***** Zu verwendende Daten *****

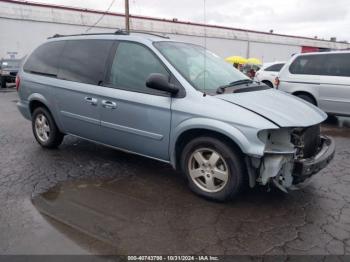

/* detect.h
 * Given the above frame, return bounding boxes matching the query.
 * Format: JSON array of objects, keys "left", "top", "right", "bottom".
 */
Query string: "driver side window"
[{"left": 108, "top": 42, "right": 170, "bottom": 94}]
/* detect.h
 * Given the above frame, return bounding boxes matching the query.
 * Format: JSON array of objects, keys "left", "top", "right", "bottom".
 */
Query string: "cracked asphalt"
[{"left": 0, "top": 92, "right": 350, "bottom": 255}]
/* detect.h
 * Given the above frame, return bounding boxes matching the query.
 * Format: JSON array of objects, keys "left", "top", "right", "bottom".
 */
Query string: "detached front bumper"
[{"left": 293, "top": 136, "right": 335, "bottom": 185}]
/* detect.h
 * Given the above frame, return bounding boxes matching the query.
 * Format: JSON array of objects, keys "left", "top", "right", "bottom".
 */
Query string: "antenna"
[
  {"left": 125, "top": 0, "right": 130, "bottom": 33},
  {"left": 203, "top": 0, "right": 207, "bottom": 96},
  {"left": 85, "top": 0, "right": 116, "bottom": 33}
]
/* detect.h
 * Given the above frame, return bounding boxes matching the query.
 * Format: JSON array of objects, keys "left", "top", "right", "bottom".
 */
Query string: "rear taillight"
[
  {"left": 275, "top": 77, "right": 280, "bottom": 89},
  {"left": 16, "top": 75, "right": 21, "bottom": 92}
]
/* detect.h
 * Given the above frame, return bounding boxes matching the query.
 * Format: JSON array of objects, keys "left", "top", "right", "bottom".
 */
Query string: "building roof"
[{"left": 0, "top": 0, "right": 350, "bottom": 49}]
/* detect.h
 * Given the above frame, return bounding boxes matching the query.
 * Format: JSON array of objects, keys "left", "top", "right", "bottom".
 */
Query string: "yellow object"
[
  {"left": 225, "top": 56, "right": 247, "bottom": 65},
  {"left": 247, "top": 58, "right": 262, "bottom": 65}
]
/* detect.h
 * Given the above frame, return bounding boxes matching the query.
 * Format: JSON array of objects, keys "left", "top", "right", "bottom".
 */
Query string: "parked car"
[
  {"left": 255, "top": 61, "right": 285, "bottom": 88},
  {"left": 277, "top": 51, "right": 350, "bottom": 116},
  {"left": 17, "top": 33, "right": 335, "bottom": 201},
  {"left": 0, "top": 59, "right": 21, "bottom": 88}
]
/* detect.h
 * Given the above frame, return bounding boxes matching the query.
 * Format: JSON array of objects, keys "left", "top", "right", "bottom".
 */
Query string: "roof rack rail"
[
  {"left": 47, "top": 29, "right": 169, "bottom": 39},
  {"left": 115, "top": 29, "right": 169, "bottom": 39}
]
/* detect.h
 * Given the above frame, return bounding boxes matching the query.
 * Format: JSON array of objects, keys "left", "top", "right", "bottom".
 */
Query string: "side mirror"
[{"left": 146, "top": 74, "right": 179, "bottom": 95}]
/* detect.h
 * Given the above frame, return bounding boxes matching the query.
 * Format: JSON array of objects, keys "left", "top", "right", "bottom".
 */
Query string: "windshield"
[{"left": 154, "top": 41, "right": 248, "bottom": 93}]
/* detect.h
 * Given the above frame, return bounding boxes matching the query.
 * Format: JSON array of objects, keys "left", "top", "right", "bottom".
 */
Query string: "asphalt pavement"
[{"left": 0, "top": 89, "right": 350, "bottom": 255}]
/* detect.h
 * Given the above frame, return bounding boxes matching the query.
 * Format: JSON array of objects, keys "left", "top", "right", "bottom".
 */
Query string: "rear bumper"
[{"left": 293, "top": 136, "right": 335, "bottom": 185}]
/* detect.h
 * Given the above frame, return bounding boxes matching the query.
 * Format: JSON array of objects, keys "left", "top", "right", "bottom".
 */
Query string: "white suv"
[
  {"left": 255, "top": 61, "right": 285, "bottom": 87},
  {"left": 276, "top": 51, "right": 350, "bottom": 116}
]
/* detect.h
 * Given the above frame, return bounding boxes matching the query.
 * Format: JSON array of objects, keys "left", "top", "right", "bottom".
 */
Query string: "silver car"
[
  {"left": 277, "top": 51, "right": 350, "bottom": 116},
  {"left": 16, "top": 32, "right": 335, "bottom": 201}
]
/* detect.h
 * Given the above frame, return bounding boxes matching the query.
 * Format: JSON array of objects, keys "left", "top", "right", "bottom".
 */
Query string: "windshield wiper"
[{"left": 216, "top": 79, "right": 254, "bottom": 94}]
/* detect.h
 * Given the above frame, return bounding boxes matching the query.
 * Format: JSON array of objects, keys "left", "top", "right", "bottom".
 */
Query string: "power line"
[{"left": 85, "top": 0, "right": 116, "bottom": 32}]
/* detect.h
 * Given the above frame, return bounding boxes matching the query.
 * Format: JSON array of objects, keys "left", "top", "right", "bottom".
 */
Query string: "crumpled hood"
[{"left": 216, "top": 89, "right": 327, "bottom": 127}]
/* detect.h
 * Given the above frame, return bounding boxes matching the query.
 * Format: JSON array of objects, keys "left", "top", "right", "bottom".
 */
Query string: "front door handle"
[
  {"left": 102, "top": 100, "right": 117, "bottom": 109},
  {"left": 84, "top": 97, "right": 98, "bottom": 106}
]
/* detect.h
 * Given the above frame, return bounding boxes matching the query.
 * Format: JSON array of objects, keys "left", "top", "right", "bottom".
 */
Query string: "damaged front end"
[{"left": 246, "top": 125, "right": 335, "bottom": 192}]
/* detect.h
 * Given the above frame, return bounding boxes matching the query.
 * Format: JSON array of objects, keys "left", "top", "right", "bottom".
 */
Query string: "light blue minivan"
[{"left": 16, "top": 32, "right": 335, "bottom": 201}]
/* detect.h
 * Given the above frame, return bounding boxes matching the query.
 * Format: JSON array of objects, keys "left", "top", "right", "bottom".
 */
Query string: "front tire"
[
  {"left": 181, "top": 137, "right": 245, "bottom": 201},
  {"left": 32, "top": 107, "right": 64, "bottom": 148}
]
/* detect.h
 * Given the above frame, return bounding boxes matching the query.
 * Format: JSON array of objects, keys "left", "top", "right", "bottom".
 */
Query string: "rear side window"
[
  {"left": 23, "top": 41, "right": 65, "bottom": 77},
  {"left": 289, "top": 53, "right": 350, "bottom": 77},
  {"left": 58, "top": 40, "right": 114, "bottom": 85},
  {"left": 108, "top": 42, "right": 170, "bottom": 94},
  {"left": 289, "top": 55, "right": 324, "bottom": 75},
  {"left": 322, "top": 54, "right": 350, "bottom": 77},
  {"left": 264, "top": 64, "right": 284, "bottom": 72}
]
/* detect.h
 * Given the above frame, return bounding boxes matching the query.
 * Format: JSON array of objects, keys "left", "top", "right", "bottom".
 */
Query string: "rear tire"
[
  {"left": 296, "top": 94, "right": 316, "bottom": 106},
  {"left": 32, "top": 107, "right": 64, "bottom": 148},
  {"left": 181, "top": 137, "right": 245, "bottom": 201},
  {"left": 0, "top": 76, "right": 6, "bottom": 88}
]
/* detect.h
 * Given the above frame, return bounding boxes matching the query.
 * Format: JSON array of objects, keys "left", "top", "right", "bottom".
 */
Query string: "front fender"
[{"left": 169, "top": 118, "right": 265, "bottom": 167}]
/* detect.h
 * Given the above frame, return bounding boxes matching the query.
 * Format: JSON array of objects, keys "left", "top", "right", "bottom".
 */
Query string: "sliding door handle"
[
  {"left": 84, "top": 97, "right": 98, "bottom": 106},
  {"left": 102, "top": 100, "right": 117, "bottom": 109}
]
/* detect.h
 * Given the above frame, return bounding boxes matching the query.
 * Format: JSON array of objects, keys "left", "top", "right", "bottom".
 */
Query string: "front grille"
[{"left": 292, "top": 124, "right": 321, "bottom": 159}]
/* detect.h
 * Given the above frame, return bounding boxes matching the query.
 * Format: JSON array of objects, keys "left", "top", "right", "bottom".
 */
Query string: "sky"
[{"left": 27, "top": 0, "right": 350, "bottom": 42}]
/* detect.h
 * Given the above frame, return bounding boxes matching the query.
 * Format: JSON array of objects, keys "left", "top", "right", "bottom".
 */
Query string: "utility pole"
[{"left": 125, "top": 0, "right": 130, "bottom": 33}]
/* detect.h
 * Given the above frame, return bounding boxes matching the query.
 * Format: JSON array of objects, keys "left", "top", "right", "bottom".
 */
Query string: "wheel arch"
[
  {"left": 28, "top": 94, "right": 51, "bottom": 115},
  {"left": 28, "top": 93, "right": 64, "bottom": 132},
  {"left": 169, "top": 119, "right": 264, "bottom": 168}
]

*****

■ **Aufgabe**
Welche Zeilen oben enthalten das Wort „door“? Gib jede davon vollständig zurück und achte dabei auf Groß- und Kleinschreibung.

■ **Schriftliche Antwort**
Query string: "front door handle"
Query string: "sliding door handle"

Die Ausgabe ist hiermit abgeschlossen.